__What to do__: Please list every line of the data below that contains the string "mushroom", keeping in mind that case counts.

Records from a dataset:

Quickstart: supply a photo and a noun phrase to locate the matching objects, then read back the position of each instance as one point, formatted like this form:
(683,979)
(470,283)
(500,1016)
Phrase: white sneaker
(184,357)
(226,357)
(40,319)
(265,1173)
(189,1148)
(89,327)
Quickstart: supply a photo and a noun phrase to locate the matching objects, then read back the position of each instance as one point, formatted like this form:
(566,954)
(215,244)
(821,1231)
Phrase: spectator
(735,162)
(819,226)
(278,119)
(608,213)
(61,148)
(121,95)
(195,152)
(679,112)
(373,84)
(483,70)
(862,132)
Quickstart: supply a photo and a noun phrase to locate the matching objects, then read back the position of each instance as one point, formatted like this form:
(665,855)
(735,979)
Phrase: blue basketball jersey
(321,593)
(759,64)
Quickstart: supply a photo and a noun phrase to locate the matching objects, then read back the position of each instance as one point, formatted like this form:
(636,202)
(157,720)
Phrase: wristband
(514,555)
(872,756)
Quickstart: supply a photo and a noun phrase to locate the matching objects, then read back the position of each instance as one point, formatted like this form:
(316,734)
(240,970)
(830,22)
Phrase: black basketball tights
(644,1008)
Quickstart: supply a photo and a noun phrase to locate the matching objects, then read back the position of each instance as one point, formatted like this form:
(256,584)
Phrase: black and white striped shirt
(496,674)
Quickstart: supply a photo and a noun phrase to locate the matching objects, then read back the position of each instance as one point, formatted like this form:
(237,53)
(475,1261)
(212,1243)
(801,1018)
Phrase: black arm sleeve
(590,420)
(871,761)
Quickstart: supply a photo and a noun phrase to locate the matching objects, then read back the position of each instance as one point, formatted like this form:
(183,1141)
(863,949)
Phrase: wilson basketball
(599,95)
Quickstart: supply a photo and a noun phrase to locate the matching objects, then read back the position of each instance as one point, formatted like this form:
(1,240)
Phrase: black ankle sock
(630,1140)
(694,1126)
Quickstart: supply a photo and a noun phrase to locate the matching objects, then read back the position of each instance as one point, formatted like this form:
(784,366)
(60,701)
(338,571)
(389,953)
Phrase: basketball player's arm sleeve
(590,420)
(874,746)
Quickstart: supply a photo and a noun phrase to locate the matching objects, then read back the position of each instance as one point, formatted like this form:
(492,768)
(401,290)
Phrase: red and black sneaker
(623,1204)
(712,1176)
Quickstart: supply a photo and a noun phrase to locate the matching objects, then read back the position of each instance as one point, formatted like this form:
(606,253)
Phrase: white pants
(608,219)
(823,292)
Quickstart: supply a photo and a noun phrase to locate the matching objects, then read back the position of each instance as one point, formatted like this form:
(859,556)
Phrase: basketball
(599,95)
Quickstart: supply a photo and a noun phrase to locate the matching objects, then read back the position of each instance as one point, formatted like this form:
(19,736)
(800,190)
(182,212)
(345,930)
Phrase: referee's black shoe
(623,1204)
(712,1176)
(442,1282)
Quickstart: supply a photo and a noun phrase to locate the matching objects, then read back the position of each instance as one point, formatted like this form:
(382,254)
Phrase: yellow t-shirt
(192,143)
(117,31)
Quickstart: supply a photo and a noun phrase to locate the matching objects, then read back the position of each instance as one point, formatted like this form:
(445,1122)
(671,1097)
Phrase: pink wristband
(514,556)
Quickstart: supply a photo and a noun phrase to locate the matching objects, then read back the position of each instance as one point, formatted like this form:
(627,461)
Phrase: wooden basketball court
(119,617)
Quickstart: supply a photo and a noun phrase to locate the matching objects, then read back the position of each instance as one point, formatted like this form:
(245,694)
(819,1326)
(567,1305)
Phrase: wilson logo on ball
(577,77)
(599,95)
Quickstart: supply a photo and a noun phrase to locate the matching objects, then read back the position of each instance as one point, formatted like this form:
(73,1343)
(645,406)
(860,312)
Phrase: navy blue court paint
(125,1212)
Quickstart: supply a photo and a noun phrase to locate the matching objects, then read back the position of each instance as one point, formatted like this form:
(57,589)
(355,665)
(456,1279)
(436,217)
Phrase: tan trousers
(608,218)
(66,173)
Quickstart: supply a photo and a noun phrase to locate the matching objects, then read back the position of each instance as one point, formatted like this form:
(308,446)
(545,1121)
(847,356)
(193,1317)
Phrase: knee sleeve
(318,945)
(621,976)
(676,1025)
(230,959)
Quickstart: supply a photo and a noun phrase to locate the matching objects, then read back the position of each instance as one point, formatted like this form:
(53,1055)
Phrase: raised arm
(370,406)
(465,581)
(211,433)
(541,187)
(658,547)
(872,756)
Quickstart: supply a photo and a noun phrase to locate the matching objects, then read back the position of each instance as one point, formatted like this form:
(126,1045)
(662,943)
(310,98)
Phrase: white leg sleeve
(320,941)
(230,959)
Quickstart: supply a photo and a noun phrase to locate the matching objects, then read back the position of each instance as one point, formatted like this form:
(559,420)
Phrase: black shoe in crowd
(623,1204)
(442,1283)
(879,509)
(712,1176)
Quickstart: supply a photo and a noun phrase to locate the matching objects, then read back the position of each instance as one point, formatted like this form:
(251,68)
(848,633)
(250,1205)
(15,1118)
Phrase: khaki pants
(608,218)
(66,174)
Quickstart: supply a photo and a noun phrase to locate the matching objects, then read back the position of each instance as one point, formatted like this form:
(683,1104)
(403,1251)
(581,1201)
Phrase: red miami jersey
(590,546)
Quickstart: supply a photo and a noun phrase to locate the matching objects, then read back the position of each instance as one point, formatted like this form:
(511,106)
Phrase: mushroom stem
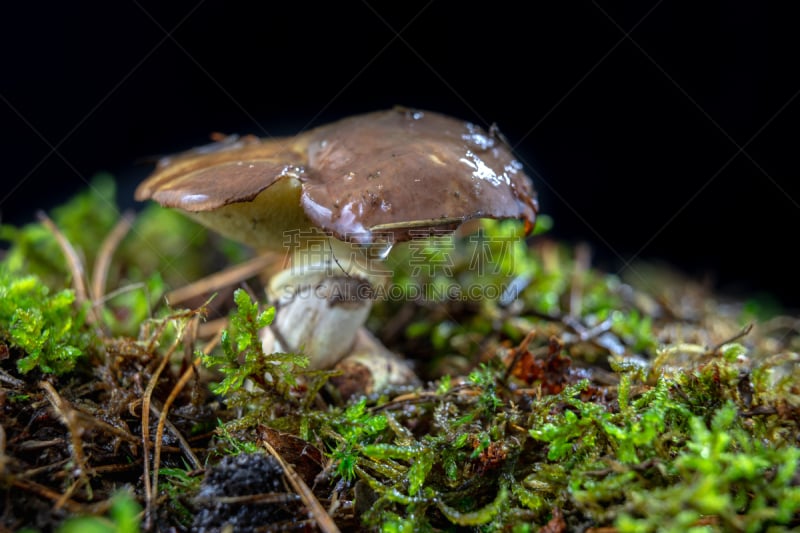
(322,299)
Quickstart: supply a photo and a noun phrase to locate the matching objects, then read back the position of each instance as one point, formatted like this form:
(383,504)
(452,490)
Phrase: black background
(651,129)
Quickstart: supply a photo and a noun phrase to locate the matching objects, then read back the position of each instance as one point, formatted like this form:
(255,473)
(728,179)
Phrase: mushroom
(337,198)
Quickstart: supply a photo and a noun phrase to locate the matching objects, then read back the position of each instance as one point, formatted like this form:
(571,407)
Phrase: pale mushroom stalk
(336,196)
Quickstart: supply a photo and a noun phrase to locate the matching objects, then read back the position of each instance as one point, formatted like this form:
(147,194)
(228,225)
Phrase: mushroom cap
(389,175)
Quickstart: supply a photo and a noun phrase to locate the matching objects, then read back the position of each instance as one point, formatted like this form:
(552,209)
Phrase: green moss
(616,413)
(49,329)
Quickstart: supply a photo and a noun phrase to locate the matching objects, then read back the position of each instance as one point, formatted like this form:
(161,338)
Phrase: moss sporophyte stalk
(584,402)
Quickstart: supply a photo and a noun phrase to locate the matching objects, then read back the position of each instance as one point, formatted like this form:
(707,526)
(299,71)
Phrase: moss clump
(49,330)
(556,397)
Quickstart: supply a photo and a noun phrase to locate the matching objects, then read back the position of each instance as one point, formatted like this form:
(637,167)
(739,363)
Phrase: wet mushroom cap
(401,172)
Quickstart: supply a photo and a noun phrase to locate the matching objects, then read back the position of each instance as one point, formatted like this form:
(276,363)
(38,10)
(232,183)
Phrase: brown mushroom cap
(401,172)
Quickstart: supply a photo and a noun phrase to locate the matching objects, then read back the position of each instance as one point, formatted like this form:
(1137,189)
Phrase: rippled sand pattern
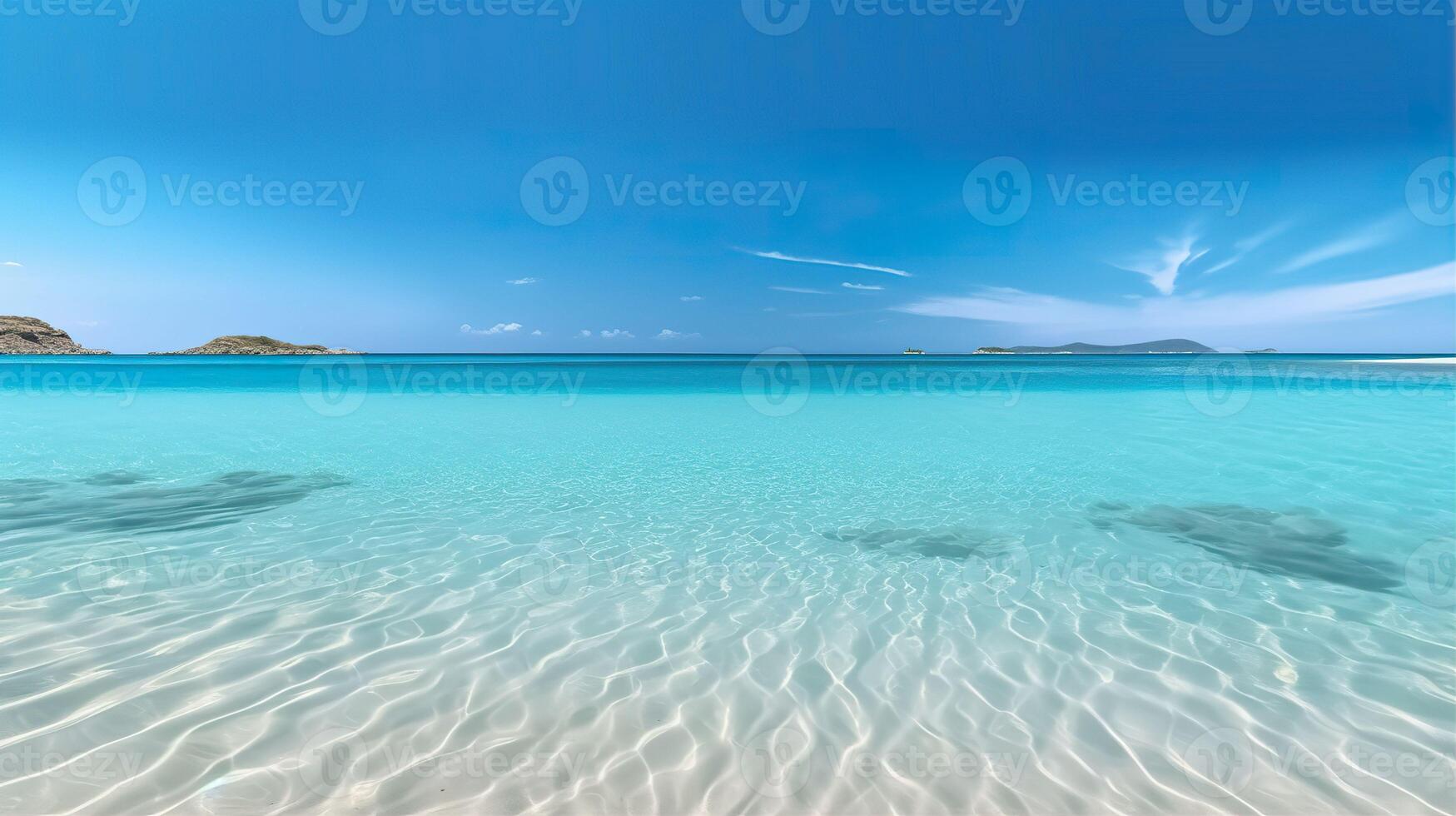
(871,606)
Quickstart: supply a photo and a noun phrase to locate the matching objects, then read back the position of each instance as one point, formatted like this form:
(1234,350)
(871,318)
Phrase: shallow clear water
(727,585)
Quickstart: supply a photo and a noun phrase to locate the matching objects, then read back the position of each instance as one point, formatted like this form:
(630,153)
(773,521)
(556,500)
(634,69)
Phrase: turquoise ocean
(728,585)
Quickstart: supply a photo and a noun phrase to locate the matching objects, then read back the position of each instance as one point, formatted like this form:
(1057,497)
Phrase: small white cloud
(497,328)
(1366,238)
(1183,312)
(823,262)
(1162,266)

__Solution__:
Phrase: mushroom stem
Phrase: mushroom
Phrase: pale mushroom stalk
Phrase: mushroom cap
Phrase: wet mushroom cap
Phrase: brown mushroom cap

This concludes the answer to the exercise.